Start of Block

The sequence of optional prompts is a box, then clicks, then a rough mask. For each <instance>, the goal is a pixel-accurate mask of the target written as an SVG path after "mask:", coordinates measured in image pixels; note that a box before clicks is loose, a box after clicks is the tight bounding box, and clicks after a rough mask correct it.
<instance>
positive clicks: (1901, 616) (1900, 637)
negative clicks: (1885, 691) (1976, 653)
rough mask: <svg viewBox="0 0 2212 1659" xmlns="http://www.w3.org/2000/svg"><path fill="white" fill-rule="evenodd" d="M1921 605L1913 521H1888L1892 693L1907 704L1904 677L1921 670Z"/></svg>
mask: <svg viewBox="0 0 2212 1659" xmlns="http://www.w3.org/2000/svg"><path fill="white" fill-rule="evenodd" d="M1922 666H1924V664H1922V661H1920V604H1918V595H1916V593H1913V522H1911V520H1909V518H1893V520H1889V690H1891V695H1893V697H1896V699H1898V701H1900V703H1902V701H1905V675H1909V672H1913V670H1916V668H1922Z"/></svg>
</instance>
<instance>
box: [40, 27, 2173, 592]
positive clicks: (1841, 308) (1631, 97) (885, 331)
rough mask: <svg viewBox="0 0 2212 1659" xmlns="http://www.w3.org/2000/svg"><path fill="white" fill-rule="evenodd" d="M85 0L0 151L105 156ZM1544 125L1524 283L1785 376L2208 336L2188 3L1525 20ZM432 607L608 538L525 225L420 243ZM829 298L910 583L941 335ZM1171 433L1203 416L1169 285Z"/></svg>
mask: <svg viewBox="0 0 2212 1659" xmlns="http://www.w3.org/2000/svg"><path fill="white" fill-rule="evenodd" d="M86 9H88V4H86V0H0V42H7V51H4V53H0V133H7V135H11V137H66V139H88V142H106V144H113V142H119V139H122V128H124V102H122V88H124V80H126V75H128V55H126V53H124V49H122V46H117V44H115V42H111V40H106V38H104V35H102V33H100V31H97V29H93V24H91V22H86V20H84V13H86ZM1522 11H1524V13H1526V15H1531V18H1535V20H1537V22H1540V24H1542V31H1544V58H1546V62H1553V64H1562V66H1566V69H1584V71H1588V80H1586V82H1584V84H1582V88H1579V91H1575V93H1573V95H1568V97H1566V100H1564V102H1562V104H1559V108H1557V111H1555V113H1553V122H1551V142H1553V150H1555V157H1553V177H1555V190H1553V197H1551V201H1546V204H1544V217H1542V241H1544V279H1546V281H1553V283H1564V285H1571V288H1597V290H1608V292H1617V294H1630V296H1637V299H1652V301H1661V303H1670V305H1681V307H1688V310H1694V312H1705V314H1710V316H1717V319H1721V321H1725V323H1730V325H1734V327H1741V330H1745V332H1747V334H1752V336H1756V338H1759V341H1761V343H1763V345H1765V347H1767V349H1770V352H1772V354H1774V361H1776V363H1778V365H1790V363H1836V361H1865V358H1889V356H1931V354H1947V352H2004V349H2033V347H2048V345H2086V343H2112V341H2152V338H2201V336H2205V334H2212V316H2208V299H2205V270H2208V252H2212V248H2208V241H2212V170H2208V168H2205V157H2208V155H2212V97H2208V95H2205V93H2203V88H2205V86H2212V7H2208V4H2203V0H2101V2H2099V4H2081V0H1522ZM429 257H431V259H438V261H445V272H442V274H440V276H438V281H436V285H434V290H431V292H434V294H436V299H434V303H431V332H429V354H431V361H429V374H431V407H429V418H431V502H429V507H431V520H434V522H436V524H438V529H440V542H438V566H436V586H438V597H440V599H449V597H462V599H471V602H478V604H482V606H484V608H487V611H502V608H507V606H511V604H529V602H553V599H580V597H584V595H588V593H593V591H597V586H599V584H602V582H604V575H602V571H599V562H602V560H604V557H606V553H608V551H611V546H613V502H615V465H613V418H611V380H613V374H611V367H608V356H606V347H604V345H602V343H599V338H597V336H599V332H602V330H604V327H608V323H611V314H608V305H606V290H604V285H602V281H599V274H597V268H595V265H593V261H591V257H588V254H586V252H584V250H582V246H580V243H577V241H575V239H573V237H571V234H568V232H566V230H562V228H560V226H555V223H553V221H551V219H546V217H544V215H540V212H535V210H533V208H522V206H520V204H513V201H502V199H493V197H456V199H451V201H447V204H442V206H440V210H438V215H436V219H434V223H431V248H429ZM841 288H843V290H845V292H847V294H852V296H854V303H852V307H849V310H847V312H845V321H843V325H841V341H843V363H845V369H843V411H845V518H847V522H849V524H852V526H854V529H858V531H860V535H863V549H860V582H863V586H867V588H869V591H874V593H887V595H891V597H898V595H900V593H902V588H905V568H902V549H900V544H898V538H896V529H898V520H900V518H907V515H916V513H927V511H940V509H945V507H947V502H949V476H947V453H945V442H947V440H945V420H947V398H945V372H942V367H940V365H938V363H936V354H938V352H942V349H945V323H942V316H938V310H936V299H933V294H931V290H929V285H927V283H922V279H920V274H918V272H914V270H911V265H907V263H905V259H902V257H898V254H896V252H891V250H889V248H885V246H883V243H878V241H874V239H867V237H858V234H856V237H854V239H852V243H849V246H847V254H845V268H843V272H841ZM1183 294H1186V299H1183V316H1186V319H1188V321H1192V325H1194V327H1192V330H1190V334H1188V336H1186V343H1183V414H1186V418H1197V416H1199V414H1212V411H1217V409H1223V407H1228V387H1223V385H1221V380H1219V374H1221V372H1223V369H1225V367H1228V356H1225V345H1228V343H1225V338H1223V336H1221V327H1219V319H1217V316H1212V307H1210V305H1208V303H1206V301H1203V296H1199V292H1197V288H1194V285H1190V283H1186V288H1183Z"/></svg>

End of Block

WORK REQUIRED: Return every line of the preceding records in which the word "instance" appears.

THE COMPLETED TASK:
The sequence of optional prompts is a box, then clicks, then a rough mask. For each <instance>, the goal is a pixel-accurate mask of the target written as an SVG path after "mask:", coordinates measured in image pixels; note that a box before clicks is loose, a box after clicks is the tight bounding box, and clicks after a rough mask correct it.
<instance>
</instance>
<instance>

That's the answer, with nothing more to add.